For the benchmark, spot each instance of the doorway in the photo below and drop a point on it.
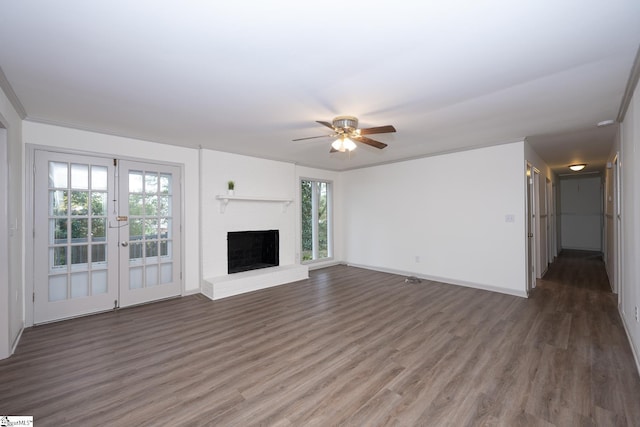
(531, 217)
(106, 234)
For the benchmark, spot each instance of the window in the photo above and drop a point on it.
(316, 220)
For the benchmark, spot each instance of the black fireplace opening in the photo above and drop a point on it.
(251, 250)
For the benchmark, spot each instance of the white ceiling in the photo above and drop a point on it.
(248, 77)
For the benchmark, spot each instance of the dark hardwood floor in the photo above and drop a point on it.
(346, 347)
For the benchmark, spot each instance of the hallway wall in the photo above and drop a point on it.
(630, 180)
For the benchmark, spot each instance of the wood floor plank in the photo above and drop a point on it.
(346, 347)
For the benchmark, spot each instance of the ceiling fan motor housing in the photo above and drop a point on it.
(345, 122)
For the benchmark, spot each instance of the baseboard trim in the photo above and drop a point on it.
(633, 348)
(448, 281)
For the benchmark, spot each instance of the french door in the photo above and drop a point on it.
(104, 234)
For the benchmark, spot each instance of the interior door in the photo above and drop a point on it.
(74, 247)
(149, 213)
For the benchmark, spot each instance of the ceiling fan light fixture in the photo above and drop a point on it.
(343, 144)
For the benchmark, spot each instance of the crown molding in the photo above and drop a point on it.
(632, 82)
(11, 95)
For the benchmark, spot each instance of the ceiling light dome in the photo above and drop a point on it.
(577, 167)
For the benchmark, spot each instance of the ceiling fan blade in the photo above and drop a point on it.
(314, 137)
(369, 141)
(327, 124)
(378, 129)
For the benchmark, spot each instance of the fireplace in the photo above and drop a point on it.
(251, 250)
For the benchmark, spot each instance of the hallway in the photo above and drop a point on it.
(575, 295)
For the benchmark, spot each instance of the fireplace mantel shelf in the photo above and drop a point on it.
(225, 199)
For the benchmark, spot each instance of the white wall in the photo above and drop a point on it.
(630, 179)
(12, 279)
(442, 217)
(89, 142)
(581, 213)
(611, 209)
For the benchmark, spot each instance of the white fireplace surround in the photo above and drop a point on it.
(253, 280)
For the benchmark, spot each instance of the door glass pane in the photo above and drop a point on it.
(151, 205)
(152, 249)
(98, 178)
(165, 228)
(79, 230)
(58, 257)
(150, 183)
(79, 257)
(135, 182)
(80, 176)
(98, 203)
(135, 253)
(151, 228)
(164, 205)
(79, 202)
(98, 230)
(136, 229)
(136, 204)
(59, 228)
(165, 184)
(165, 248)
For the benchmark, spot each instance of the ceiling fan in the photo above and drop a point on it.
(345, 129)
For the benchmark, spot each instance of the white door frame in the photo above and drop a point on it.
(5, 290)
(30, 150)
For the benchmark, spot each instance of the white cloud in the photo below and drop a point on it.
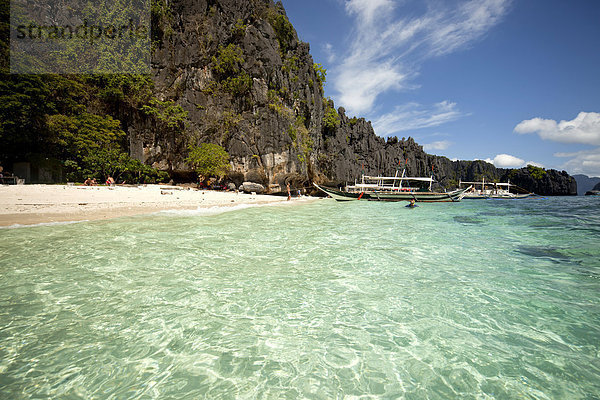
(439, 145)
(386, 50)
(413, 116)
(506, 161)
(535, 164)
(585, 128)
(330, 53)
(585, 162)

* * *

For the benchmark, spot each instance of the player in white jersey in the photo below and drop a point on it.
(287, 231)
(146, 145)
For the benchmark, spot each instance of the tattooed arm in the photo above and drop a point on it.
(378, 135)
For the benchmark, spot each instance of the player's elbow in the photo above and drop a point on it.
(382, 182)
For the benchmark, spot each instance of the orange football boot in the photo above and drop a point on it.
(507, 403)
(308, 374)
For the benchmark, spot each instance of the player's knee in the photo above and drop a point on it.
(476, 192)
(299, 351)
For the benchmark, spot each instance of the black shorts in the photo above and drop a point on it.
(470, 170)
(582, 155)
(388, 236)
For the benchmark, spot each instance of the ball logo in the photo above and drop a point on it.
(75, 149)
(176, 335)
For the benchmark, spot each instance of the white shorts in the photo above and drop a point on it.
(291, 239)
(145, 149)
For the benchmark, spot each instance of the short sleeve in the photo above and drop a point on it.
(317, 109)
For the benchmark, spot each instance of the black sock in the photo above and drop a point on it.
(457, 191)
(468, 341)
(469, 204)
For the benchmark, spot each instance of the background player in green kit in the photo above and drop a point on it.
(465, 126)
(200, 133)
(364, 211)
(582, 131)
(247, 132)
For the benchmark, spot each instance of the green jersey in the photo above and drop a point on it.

## EXERCISE GOAL
Extract each line in the items above that contains the string "hallway", with case counting.

## COMPLETED TASK
For the benchmark, spot each instance of the hallway wall in the photo above and drop a point on it.
For the benchmark, spot each instance of the hallway in the photo above and drop a point on it.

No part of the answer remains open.